--- Aim of the task ---
Only text is carried over. Reproduce the entries below exactly.

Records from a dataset
▼

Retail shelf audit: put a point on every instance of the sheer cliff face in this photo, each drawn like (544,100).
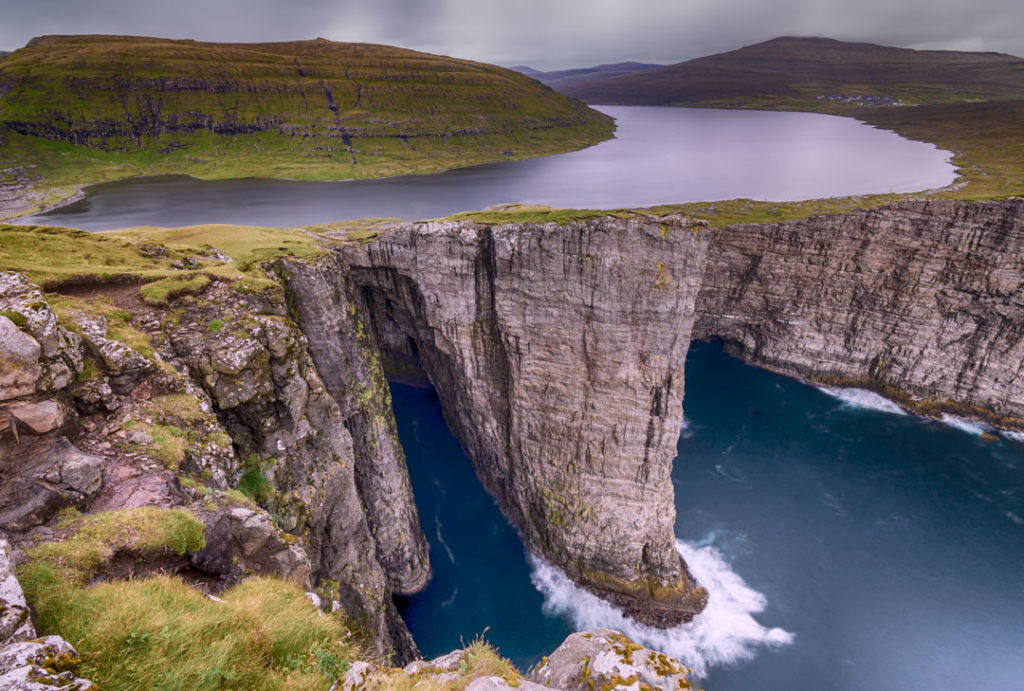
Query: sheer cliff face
(558,355)
(921,301)
(349,366)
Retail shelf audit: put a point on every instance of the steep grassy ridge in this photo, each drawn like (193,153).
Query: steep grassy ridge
(84,109)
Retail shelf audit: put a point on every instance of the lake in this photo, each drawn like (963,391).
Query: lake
(658,156)
(846,546)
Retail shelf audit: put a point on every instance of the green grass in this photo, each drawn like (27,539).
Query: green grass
(791,73)
(58,259)
(94,540)
(119,326)
(264,110)
(161,634)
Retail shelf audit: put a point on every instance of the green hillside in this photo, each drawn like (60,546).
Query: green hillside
(85,109)
(812,73)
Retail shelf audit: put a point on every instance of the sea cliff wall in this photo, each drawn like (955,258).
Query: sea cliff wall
(557,352)
(921,301)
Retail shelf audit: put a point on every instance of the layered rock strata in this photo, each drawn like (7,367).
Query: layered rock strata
(557,352)
(922,301)
(332,317)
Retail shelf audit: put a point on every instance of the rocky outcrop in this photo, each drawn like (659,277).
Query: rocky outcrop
(586,660)
(332,317)
(921,301)
(42,470)
(557,351)
(295,448)
(244,541)
(606,659)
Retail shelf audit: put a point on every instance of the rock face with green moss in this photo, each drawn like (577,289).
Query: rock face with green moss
(920,301)
(219,398)
(557,352)
(333,316)
(82,109)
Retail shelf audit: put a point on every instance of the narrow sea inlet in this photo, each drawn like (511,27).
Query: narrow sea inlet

▲

--- Response to this exercise ---
Retail shelf audit: put a point on every instance of the sheer cliff face in this photo, each drawn like (544,100).
Query: sheer cliff face
(558,355)
(921,301)
(349,366)
Retail shelf audit: put a point on every instance of the steep grassy ridge in this photo, each drawn like (193,153).
Query: steep grassy ridge
(84,109)
Retail shelf audit: put a point on every instance of the lake in this photo, each drawn like (963,391).
Query: lake
(658,156)
(846,546)
Retail shelf audit: put a point on every instance of the green grass in this photo, each drawn like (27,539).
Query: green grass
(791,73)
(58,259)
(94,540)
(119,326)
(264,110)
(161,634)
Retail shelf audit: put a point on every instance of the green hillside in this photo, each drawn like (60,546).
Query: green hillside
(85,109)
(812,73)
Retail shelf audit: put a point on every instance of the sea cliff wall in this photo, each drawn like (955,258).
Query: sea cliff wall
(557,352)
(921,301)
Retail shelf audit: put a point on every instance of the layered rock strata in this photo, each drawn like (7,367).
Query: layered rock strata
(557,352)
(922,301)
(332,317)
Retail shelf audit: put a point on every instance of the rocky outcrop in this photo, each drawn like (659,277).
Query: rocky outcrop
(586,660)
(332,317)
(921,301)
(42,470)
(557,351)
(295,448)
(244,541)
(606,659)
Retail shelf audit: put a point on every instance of the rock face with green moss in this photo, each drawn like (577,289).
Query: rock face with green moss
(920,301)
(219,398)
(557,352)
(333,316)
(82,109)
Retail shelf audit: put a point on every instance of the narrow sea inlet in this photo, each drawn like (511,27).
Query: narrow sea inlet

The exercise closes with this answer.